-- Document text follows --

Sunshine through full-length glass windows, iced latte on a makeshift coaster out of recycled paper, wooden furniture and warm yellow lights; the kind of afternoon your breaths are slow and time passes without you realizing. Three weeks before I am Sydney-bound, where a whole new chapter awaits, I am incredibly thankful to be celebrating this Chinese New Year season of reunions for one more time. The red packets, oranges in pairs and dress-up aside, isn’t it intriguing how our paths can diverge so vastly from those within the same generation? This piece is about the prominent differences that contribute to our diversity.
I am an aspiring Occupational Therapist. My love story with public healthcare was the result of countless service opportunities. I recall vividly, the first time I stepped into a Dementia Daycare Centre – healthcare professionals assisting patients with every functional task; bringing food from the table to one’s mouth, supporting them by the elbow as they take slow steps to get from one side of the room to the other. Slowly, as they put one foot after the other, taking sharp, short breaths in between. Having the same conversation with a single patient over and over again for the first time, I was heartbroken. I left the Centre that day, promising never to return so that I never have to be in such a helpless position again. With the support of peers from Interact Club in Junior College, I continued visiting every week for 2 years. In about 3 days, I am bound for Sydney to pursue Occupational Therapy in the University of Sydney.

-- Document text concluded --

§ What you will do
**A.** Reproduce word for word the part of the personal essay that opens with the words containing "Sunshine through full-length" and closes with "to our diversity.".
**B.** Answer these questions from the personal essay:
(i) Which city is the writer bound for?
(ii) What profession does the writer aspire to?
(iii) For how long did the writer keep visiting the Centre every week?
**C.** Carry on the personal essay about Chinese New Year and Occupational Therapy, starting after its final sentence.
Nothing in the records is needed here.

-- Information provided follows --

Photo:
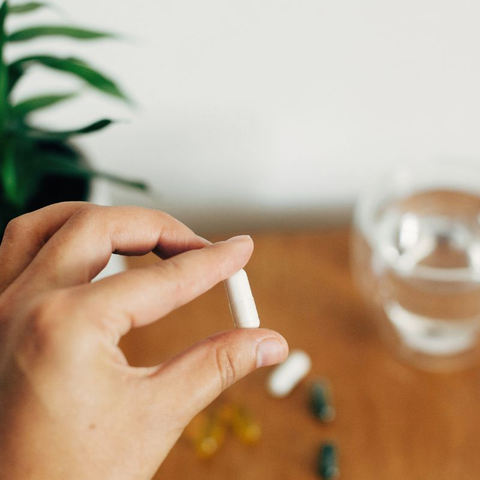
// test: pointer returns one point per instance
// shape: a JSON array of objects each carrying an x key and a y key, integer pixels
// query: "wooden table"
[{"x": 393, "y": 422}]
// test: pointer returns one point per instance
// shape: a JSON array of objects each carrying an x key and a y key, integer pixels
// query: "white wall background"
[{"x": 258, "y": 112}]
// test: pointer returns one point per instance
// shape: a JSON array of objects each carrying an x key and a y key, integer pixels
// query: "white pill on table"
[
  {"x": 288, "y": 374},
  {"x": 240, "y": 299}
]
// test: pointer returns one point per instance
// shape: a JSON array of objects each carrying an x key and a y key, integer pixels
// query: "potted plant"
[{"x": 40, "y": 166}]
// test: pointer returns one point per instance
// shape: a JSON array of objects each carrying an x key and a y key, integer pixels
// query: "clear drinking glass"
[{"x": 416, "y": 252}]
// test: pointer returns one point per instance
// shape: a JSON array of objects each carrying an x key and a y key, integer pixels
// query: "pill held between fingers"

-- Information provided concluded --

§ Numbered responses
**A.**
Sunshine through full-length glass windows, iced latte on a makeshift coaster out of recycled paper, wooden furniture and warm yellow lights; the kind of afternoon your breaths are slow and time passes without you realizing. Three weeks before I am Sydney-bound, where a whole new chapter awaits, I am incredibly thankful to be celebrating this Chinese New Year season of reunions for one more time. The red packets, oranges in pairs and dress-up aside, isn’t it intriguing how our paths can diverge so vastly from those within the same generation? This piece is about the prominent differences that contribute to our diversity.

**B.**
(i) Sydney
(ii) Occupational Therapist
(iii) 2 years

**C.**
I am, also, a daughter to my parents. My first part-time job was at McDonald’s, at the age of 14. Cleaning tables then scooping fries, the ultimate promotion was to eventually stand before the cashier. I was obsessed with the idea of pulling weight at home financially so working part-time did not stop until the year I took ‘A’ Levels. In the day, I was a student; in the nights or weekends, a student care teacher, an administrative assistant or a waitress. In hindsight, I think they were my desperate attempts to feel worthy of my parents’ unconditional love and a relief to the powerlessness in face of their late nights and exhaustion. Today, though, I have learned that the people who love us, love us just the way we are.
I can tell more stories than one, and many more than just these two for sure, about the person I have become today. This is so for each of us in this space: every one of us have multiple stories that give reason to our being and do justice to the complexities of our identities. This phenomenon is one I refer to as the “Diversity of Selves”, where we each accumulate incredible stories across time. In a reality where we have immense opportunities like never before, our everyday choices have compounded and resulted in each of us living in a similar time while experiencing this time in vastly different ways. Think: Polytechnic, ITE or Junior College? Local universities or overseas? Doctor, lawyer, businessmen, engineer or a job not created yet? The privilege of these choices we get to make today contributes to the library of stories we build in our lives and to the increasing diversity of selves.